| To do |
Please gather every line in the listing below that contains the word "curtain", and copy each of those lines out in full.

| Record excerpts |
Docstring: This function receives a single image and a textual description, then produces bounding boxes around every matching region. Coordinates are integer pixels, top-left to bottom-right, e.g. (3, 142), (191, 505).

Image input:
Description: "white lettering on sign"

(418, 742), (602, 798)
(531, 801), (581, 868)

* * *

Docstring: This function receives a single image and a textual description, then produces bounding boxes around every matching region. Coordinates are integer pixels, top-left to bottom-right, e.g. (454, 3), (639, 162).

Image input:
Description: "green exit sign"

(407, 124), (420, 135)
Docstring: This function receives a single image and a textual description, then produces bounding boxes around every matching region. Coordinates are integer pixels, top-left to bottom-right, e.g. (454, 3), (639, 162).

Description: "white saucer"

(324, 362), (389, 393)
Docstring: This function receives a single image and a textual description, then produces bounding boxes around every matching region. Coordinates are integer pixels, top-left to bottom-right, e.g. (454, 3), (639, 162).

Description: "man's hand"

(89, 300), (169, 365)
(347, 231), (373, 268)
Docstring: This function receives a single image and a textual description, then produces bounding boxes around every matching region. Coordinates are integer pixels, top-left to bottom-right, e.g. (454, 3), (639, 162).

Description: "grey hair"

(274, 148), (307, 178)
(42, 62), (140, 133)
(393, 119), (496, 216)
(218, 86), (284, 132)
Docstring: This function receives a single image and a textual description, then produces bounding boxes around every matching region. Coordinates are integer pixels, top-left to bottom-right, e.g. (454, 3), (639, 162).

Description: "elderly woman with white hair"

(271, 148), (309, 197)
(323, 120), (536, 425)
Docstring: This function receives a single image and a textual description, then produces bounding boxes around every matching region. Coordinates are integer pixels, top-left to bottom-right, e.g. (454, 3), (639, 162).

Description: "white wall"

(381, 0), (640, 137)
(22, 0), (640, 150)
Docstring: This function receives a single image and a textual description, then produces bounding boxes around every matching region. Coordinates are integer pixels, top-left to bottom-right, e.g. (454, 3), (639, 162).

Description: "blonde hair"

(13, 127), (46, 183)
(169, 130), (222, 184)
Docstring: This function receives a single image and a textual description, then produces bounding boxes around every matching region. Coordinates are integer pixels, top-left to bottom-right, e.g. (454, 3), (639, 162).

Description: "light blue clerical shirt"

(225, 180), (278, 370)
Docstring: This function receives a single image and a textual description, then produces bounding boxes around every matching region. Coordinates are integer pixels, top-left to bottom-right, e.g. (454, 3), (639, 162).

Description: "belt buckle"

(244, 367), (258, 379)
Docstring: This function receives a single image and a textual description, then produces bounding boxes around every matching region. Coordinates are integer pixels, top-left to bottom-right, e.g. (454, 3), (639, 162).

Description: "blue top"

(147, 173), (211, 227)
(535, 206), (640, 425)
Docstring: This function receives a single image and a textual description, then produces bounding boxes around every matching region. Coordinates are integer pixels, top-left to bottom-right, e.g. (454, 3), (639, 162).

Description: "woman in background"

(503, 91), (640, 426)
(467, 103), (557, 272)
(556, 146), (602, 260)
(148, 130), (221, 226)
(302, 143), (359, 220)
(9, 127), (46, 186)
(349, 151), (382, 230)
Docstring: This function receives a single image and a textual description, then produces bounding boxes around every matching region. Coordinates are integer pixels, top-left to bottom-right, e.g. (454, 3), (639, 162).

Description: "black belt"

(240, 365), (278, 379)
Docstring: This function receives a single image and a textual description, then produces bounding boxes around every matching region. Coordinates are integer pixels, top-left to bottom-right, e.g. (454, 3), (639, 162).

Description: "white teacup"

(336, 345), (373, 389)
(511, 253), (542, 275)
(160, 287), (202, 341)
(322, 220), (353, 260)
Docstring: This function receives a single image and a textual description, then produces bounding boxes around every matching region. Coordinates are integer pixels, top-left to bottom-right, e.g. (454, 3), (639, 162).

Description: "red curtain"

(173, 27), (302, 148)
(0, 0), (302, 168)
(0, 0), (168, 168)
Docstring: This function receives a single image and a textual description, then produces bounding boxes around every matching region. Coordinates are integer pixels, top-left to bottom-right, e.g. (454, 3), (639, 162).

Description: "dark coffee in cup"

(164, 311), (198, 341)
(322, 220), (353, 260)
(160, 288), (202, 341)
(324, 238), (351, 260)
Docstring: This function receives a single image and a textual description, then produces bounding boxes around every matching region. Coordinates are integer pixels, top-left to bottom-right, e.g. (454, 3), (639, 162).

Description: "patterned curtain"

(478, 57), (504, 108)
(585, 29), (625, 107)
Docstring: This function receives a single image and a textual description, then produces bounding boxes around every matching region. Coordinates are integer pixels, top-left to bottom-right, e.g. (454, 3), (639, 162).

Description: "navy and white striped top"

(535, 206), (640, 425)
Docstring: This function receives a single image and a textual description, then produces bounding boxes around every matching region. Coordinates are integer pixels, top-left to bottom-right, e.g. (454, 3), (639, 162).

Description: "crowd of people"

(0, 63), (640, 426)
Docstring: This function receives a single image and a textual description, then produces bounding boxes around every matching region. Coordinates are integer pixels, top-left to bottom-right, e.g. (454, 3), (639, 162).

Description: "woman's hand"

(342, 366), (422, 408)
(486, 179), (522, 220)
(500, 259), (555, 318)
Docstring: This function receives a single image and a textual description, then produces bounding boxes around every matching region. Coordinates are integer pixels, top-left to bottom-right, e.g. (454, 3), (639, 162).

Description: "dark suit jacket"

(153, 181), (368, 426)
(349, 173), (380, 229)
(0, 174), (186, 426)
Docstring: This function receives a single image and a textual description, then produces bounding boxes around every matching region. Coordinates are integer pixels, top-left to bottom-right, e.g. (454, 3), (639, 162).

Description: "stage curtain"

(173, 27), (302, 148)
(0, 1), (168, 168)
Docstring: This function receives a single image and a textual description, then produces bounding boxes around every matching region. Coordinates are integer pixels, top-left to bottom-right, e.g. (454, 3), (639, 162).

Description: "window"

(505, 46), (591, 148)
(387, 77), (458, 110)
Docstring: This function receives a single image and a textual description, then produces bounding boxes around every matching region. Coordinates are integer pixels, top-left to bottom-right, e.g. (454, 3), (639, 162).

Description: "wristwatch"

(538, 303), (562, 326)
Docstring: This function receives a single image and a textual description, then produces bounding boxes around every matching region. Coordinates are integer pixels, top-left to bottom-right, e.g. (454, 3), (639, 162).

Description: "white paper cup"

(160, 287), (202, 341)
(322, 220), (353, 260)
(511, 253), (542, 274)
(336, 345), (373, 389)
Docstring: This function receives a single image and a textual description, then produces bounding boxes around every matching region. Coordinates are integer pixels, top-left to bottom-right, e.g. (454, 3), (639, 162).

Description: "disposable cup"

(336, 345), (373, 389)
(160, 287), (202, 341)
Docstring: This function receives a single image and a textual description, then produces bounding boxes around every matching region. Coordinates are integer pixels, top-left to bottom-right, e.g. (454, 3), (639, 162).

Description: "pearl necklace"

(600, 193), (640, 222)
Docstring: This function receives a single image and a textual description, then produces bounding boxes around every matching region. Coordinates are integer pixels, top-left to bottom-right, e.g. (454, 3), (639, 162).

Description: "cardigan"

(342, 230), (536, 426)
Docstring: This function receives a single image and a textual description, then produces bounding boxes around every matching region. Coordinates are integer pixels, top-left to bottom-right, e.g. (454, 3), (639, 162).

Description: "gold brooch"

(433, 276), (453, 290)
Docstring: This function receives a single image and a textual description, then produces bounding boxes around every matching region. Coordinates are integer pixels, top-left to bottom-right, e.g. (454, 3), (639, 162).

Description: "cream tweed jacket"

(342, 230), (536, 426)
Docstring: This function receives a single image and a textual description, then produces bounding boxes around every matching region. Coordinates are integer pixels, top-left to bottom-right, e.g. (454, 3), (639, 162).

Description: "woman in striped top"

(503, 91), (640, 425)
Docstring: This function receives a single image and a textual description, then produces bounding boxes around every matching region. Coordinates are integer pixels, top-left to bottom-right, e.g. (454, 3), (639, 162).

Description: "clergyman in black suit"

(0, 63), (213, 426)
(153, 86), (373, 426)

...

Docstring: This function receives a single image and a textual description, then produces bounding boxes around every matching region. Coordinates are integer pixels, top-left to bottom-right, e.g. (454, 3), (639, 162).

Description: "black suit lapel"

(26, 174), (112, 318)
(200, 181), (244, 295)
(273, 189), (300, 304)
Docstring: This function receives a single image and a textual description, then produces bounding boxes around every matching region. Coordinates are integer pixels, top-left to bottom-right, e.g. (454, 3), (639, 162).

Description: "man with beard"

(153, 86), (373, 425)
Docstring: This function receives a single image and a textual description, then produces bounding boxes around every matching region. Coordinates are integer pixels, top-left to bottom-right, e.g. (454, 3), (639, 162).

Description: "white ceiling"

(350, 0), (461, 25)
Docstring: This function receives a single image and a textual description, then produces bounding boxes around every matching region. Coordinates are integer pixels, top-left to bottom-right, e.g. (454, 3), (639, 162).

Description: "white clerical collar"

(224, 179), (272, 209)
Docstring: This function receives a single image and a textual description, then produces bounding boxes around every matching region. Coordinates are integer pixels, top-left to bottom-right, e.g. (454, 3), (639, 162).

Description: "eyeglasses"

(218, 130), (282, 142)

| Answer to the exercise |
Description: "red curtain"
Description: "patterned curtain"
Description: "stage curtain"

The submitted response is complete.